DIRECTION:
Could you reproduce every entry below line for line, leaving out the pictures?

[Entries from a data source]

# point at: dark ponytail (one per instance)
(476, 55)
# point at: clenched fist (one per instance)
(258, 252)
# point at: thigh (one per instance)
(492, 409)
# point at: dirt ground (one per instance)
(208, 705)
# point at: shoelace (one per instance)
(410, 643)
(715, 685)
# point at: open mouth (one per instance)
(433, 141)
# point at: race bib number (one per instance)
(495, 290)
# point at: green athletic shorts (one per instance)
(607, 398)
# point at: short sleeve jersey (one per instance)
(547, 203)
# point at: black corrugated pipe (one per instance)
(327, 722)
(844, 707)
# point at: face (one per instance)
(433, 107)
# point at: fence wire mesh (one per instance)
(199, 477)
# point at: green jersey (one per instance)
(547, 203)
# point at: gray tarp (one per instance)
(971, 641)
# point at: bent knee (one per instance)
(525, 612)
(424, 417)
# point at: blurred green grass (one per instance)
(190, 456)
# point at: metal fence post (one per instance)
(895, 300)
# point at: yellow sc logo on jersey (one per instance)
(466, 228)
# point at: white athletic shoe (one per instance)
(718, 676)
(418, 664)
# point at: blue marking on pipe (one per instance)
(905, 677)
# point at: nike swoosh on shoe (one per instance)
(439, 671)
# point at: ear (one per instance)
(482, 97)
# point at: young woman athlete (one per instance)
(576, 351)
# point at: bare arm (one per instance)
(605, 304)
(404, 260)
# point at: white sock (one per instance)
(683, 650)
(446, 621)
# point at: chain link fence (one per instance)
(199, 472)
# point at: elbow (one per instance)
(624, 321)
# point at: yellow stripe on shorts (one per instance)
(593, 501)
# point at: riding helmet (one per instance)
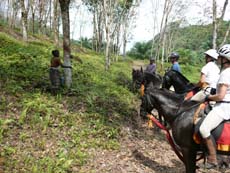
(224, 51)
(212, 53)
(174, 55)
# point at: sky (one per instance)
(143, 30)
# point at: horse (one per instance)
(179, 82)
(179, 114)
(137, 78)
(143, 78)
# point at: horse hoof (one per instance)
(210, 165)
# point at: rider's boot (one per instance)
(211, 159)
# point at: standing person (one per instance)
(55, 63)
(151, 68)
(174, 57)
(221, 109)
(209, 76)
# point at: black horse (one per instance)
(147, 79)
(179, 82)
(179, 114)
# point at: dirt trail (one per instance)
(143, 150)
(137, 64)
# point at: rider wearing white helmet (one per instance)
(209, 76)
(220, 112)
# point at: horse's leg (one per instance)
(189, 156)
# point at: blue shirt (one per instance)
(151, 68)
(176, 67)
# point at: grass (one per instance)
(45, 133)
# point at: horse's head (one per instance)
(167, 82)
(166, 102)
(137, 77)
(180, 83)
(153, 80)
(146, 105)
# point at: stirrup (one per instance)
(210, 165)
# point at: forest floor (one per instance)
(143, 150)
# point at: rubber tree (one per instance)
(64, 5)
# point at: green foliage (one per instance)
(49, 133)
(141, 50)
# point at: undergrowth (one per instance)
(41, 132)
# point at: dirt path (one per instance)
(137, 64)
(142, 150)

COMPLETED TASK:
# point at: dark ponytail (one per instance)
(476, 55)
# point at: clenched fist (one per instance)
(258, 252)
# point at: thigh (one per instance)
(492, 409)
# point at: dirt ground (one per instance)
(208, 705)
# point at: shoelace (one per instance)
(410, 643)
(715, 685)
# point at: open mouth (one per instance)
(433, 141)
# point at: race bib number (one per instance)
(495, 290)
# point at: green athletic shorts (one per instance)
(607, 398)
# point at: short sleeve jersey (one per instance)
(547, 203)
# point at: black corrugated pipe (one per instance)
(327, 722)
(844, 707)
# point at: face (one per instance)
(433, 107)
# point at: fence wire mesh (one per instance)
(199, 477)
# point at: green jersey (one per instance)
(547, 203)
# point at: gray tarp (one per instance)
(971, 641)
# point at: bent knee (one per instance)
(525, 612)
(424, 417)
# point at: blurred green grass (one per instance)
(190, 456)
# point at: metal fence post (one per instance)
(895, 300)
# point at: yellow sc logo on jersey (one per instance)
(466, 228)
# point at: white athletic shoe (one per instance)
(718, 676)
(418, 664)
# point at: blue marking on pipe (one per instance)
(905, 677)
# point at: nike swoosh on shoe (one per instance)
(439, 671)
# point at: ear (one per instance)
(482, 97)
# point at: young woman athlete (one per instance)
(576, 351)
# point at: bare arm (one per instance)
(605, 304)
(404, 260)
# point at: white sock (one per instance)
(683, 650)
(446, 621)
# point at: chain link fence (one per instance)
(199, 472)
# point at: elbow (one per instance)
(624, 321)
# point at: yellow stripe on shorts (one per instance)
(593, 501)
# point at: riding helmet (one per instance)
(224, 51)
(212, 53)
(174, 55)
# point at: sky (one per instance)
(143, 30)
# point at: horse (one per instance)
(179, 82)
(179, 114)
(137, 78)
(143, 78)
# point at: horse hoof (one per instance)
(210, 165)
# point at: rider's boot (one per instance)
(211, 159)
# point at: standing person (one per instance)
(55, 63)
(151, 68)
(174, 57)
(221, 109)
(209, 76)
# point at: black horse (one per instance)
(147, 79)
(179, 82)
(179, 114)
# point at: dirt trail (one per instance)
(143, 150)
(137, 64)
# point at: rider wearing white helmet (one per instance)
(209, 76)
(220, 112)
# point at: horse's leg (one per instance)
(189, 156)
# point at: blue shirt (one per instance)
(151, 68)
(176, 67)
# point at: grass (one per instance)
(45, 133)
# point at: horse's head (one per instance)
(167, 82)
(166, 102)
(137, 77)
(180, 83)
(153, 80)
(146, 105)
# point at: stirrup (one per instance)
(210, 165)
# point at: forest floor (one per instance)
(143, 150)
# point at: rubber tree (one per instance)
(64, 5)
# point at: green foliage (one per instance)
(49, 133)
(141, 50)
# point at: undergrowth (one per instance)
(41, 132)
# point at: dirt path (one per instance)
(137, 64)
(142, 150)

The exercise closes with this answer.